Top of Record excerpts

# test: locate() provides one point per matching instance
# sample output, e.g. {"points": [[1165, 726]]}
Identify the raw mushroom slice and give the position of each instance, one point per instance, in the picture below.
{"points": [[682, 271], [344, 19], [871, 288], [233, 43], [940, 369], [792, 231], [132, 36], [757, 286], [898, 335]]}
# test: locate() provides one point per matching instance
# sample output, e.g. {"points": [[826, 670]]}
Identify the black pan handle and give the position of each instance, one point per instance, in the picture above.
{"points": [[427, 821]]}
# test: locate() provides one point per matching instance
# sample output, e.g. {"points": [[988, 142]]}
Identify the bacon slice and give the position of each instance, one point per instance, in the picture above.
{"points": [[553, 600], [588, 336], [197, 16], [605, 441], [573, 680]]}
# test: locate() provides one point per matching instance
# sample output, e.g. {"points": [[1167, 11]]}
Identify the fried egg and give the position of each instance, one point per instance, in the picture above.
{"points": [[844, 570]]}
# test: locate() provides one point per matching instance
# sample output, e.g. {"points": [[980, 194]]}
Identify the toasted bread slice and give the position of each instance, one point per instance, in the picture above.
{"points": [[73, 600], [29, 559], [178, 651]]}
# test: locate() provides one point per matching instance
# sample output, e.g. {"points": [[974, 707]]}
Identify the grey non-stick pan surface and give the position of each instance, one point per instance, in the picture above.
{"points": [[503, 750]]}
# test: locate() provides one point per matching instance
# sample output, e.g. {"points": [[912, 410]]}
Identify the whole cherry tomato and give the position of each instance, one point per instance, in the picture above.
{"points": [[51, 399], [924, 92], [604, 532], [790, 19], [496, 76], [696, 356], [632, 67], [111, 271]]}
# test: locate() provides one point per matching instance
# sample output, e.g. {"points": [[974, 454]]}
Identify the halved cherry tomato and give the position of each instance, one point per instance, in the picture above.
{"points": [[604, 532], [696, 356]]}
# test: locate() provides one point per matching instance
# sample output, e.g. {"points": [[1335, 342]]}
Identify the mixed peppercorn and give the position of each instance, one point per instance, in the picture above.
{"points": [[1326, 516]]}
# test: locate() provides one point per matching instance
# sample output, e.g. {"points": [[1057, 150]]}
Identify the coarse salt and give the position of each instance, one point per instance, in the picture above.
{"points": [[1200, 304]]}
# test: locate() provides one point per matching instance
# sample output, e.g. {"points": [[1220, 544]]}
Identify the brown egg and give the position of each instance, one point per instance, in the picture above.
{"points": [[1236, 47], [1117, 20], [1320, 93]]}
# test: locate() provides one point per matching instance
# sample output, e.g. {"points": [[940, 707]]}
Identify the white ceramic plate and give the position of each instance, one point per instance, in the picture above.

Bottom of Record excerpts

Transcribe each record shown above, exactly.

# test: locate() provides one point per matching instance
# sample output, e.g. {"points": [[1165, 726]]}
Identify the raw mushroom slice and give the position of each instance, one point per instance, in the picture below.
{"points": [[682, 271], [344, 19], [871, 288], [233, 43], [940, 369], [792, 231], [132, 36], [757, 286], [898, 335]]}
# test: locate() provides one point per matching instance
# sample output, e.g. {"points": [[826, 670]]}
Identify the black pan handle and give the position of each instance, one point per instance, in the picture above.
{"points": [[427, 821]]}
# test: locate() provides one point per matching instance
# sample output, e.g. {"points": [[988, 142]]}
Identify the bacon slice and give the position of each instance, one point per instance, in the picture above.
{"points": [[553, 600], [588, 336], [197, 16], [605, 441], [573, 680]]}
# test: locate() provides one point per matching instance
# sample output, e.g. {"points": [[1167, 11]]}
Identify the fried egg and give the position of each instance, one point per instance, in the picture above.
{"points": [[844, 570]]}
# test: locate() provides one point per matching instance
# sample output, e.g. {"points": [[980, 194]]}
Identify the toasted bread slice and give the position of each instance, one point per instance, in the picture above.
{"points": [[73, 600], [29, 559], [178, 651]]}
# test: locate() provides one point per matching instance
# sample output, e.g. {"points": [[974, 707]]}
Identify the grey non-stick pan surface and give the position of each instance, one point per instance, in the picture above.
{"points": [[503, 750]]}
# test: locate() provides one point per matching instance
# sample output, e.g. {"points": [[912, 410]]}
Identify the whole cherry tomato and give the position of each instance, one point per instance, in the picture above.
{"points": [[51, 399], [924, 92], [604, 532], [790, 19], [496, 76], [696, 356], [632, 67], [111, 271]]}
# test: locate() provides one point per matching instance
# sample output, e.g. {"points": [[974, 454]]}
Identify the halved cherry tomato and give the position of each instance, one point per instance, in the picture above.
{"points": [[604, 532], [696, 356]]}
# test: locate() provides one point per matching instance
# sample output, e.g. {"points": [[1335, 342]]}
Identify the mixed peppercorn and give the position of each instance, one point per instance, in the picture above.
{"points": [[1326, 516]]}
# test: locate() provides one point per matching instance
# sample output, e.g. {"points": [[1057, 150]]}
Identify the coarse salt and give the position of each instance, one point per instance, in the picture above.
{"points": [[1200, 304]]}
# test: locate() provides one point per matching instance
# sample output, e.g. {"points": [[1220, 544]]}
Identify the brown egg and give the position of each instance, one point per instance, in the picture above.
{"points": [[1236, 47], [1117, 20], [1320, 93]]}
# test: locate() provides one point per matching instance
# sample output, e.g. {"points": [[940, 707]]}
Identify the white ceramic plate and give the position of each instance, one point per instance, in the picture above.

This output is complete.